## 閱讀文章
- - - -

西方為何不願譴責種族主義?

西方默許種族主義的原因其實很好理解:支持以色列,政治右傾,殖民思想根深蒂固。


南非民眾在美國大使館門前示威遊行:停止以色列的種族隔離

此前,歐盟外交與安全政策高級代表何塞普•博雷利(Josep Borrell)在比利時布魯日的歐洲外交學院發表演講,將歐洲比作花園,而世界大部分地區比作叢林。博雷利認為,“花園”是會被“叢林”入侵的,所以“園丁們”應該照顧好它,並且把“叢林”消除。此言一出,博雷利遭到到鋪天蓋地的批評,也引發人們對歐洲種族主義的再次擔憂。

可是,就在博雷利發表這一言論前不久,西方很多國家卻對同樣的種族主義熟視無睹。

10月,聯合國人權理事會通過了一項反對種族主義、仇外心理和偏狹主義的決議草案。該決議指出,殖民主義和奴隸制“嚴重違反國際法”,要求前殖民和奴隸貿易國向受害國進行的賠償。

參加決議的47個國家中,有32國投贊成票(其中多數為非洲、拉丁美洲及亞洲國家),來自西方的9個國家卻投下反對票,它們是:捷克共和國、法國、德國、黑山、荷蘭、波蘭、烏克蘭、英國和美國。

在某種程度上,這些國家的反對票提醒人們,美國和歐洲政治已經嚴重右傾,這些自詡民主自由的國家,不願接受外界對它們的人權問題作記錄。

- - - -

## 資料清單
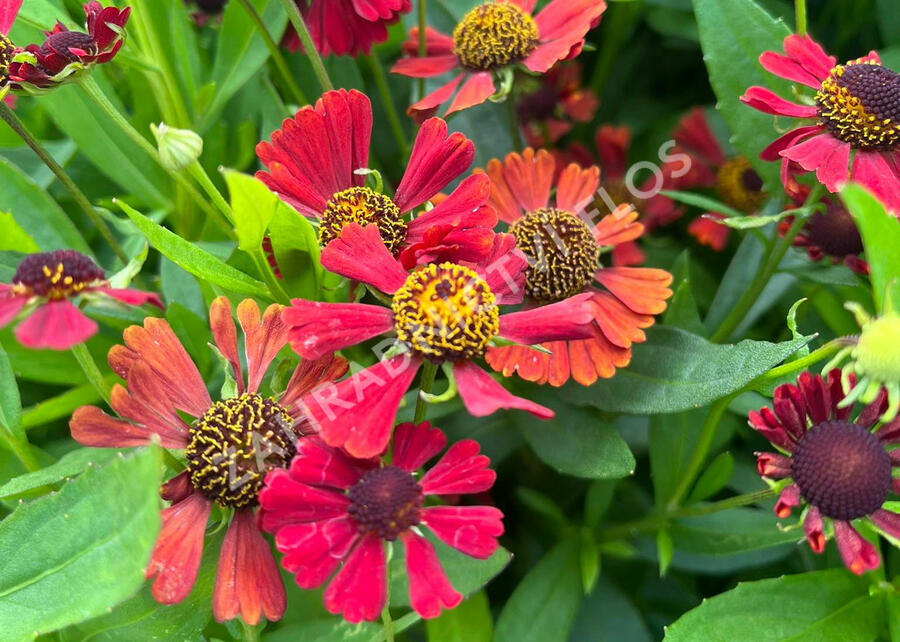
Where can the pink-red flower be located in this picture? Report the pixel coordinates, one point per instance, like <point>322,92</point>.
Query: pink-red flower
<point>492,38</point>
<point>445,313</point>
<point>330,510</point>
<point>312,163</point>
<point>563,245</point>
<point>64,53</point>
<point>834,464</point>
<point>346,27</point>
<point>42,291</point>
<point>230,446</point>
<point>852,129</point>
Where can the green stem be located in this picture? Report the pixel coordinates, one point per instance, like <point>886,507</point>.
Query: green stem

- - - -

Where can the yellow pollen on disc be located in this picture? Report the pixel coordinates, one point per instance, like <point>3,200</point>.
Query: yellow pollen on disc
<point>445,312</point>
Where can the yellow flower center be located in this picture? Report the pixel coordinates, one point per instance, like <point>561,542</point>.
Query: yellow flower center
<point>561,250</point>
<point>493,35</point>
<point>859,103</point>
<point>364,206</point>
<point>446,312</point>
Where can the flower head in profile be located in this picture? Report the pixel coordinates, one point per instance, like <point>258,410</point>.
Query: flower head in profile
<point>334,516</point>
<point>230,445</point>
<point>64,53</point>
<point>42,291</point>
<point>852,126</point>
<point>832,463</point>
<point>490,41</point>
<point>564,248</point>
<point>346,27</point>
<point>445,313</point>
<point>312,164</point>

- - - -

## 待完成
請從上方那篇談西方為何不願譴責種族主義的文章的最後一句之後接著續寫。

## 練習結果
我們必須明白,西方國家始終堅定不移地支持以色列,支持以色列猶太複國主義,支持以色列的種族隔離政策,因此,它們也絕對不會公開、公正的反對種族主義。

但這背後還有一個更深層次的原因:種族主義和殖民主義在塑造當前全球秩序方面所發揮的微妙作用。承認過去的罪行,甚至為自己的罪行進行賠償,只會威脅到西方在全球舞臺上的特權地位。

種族主義已成為當今世界主流

今年早些時候,法國極右翼候選人瑪麗娜•勒龐(Emmanuel Macron)在第二輪總統選舉中與總統伊曼紐爾•馬克龍(Emmanuel Macron)作戰,雖然最終落敗,但此次選舉成績,是她步入政壇以來表現最好的一次,突顯了法國政治的整體轉變。

2021年,法國的反穆斯林襲擊事件比以往增加了38%。本月早些時候,法國黑人議員卡洛斯•馬滕斯•比靈斯戈(Carlos Martens Bilongo)在議會批評法國政府對待難民的態度,勒龐所在政黨一名白人議員卻高呼“滾回非洲”,這名白人議員因此而暫時停職。

在英國,削減移民一直是各大政黨嚎叫的噱頭,2015年大選期間,工黨甚至在網上商店售賣印有“控制移民”的水杯。2020年,保守黨政府頒發一些列法案,限制無技術、無語言能力的移民入境。

此外,義大利政壇最近也有一個新法西斯主義政黨上臺。荷蘭和德國等國開展的調研表明,從勞務、執法部門、教育到住房的方方面面,都存在結構性種族主義。

在美國,特朗普政府領導下的白人民族主義興起,基於種族主義的仇恨犯罪不斷發生。一些州已經通過法律,限制教室等職業討論種族主義、性別歧視,並禁止教師在課堂上探討美國國內由來已久的系統性不平等。

在這種環境下,包括歐洲和美國在內的西方世界根本無法支持聯合國對於種族主義問題的人和決議。

對猶太複國主義的支持

西方拒絕在國際舞臺探討種族主義問題的一個重大原因,就是以色列。對於聯合國人權理事會問責種族主義的決議,英國和美國都引用他們對“反猶太主義的擔憂”作為反對該決議的理由,這並非偶然。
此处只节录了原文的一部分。